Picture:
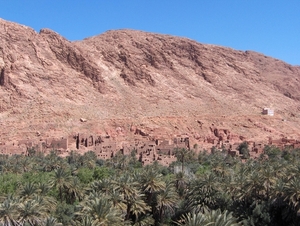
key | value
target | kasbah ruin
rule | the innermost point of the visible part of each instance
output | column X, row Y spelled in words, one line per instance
column 147, row 148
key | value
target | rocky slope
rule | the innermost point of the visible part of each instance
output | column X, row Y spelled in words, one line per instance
column 125, row 80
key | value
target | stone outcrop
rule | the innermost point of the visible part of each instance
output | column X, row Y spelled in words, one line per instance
column 156, row 85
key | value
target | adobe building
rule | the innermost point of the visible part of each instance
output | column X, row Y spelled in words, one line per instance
column 268, row 111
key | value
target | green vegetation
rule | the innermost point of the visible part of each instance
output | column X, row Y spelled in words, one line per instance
column 206, row 189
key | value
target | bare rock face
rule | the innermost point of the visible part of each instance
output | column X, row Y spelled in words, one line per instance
column 126, row 79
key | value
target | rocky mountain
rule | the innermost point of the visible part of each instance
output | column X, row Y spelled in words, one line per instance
column 124, row 81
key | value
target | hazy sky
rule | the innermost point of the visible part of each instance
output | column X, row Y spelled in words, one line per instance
column 271, row 27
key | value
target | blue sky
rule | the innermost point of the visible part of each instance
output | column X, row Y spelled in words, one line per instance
column 271, row 27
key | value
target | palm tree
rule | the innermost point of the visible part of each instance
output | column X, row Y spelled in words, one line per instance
column 8, row 213
column 31, row 212
column 292, row 192
column 60, row 180
column 166, row 200
column 28, row 190
column 51, row 221
column 128, row 187
column 74, row 190
column 209, row 218
column 101, row 212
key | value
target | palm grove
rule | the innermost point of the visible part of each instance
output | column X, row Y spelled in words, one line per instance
column 203, row 189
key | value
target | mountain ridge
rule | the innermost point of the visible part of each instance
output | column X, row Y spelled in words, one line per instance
column 125, row 78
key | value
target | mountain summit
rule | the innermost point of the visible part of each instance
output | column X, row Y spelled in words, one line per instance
column 125, row 79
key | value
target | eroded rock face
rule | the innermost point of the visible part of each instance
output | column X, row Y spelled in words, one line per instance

____________________

* [EXERCISE DESCRIPTION] Repeat the lines word for word, starting at the beginning of the entries and ending with the line that contains "column 156, row 85", and leave the pictures out.

* [TASK RESPONSE]
Picture:
key | value
target | kasbah ruin
rule | the innermost point of the visible part of each instance
output | column X, row Y spelled in words, one line per instance
column 147, row 148
key | value
target | rocky slope
rule | the innermost point of the visible part of each instance
output | column X, row Y spelled in words, one line per instance
column 125, row 80
key | value
target | stone outcrop
rule | the innermost point of the visible part of each instance
output | column X, row Y spelled in words, one line per instance
column 156, row 85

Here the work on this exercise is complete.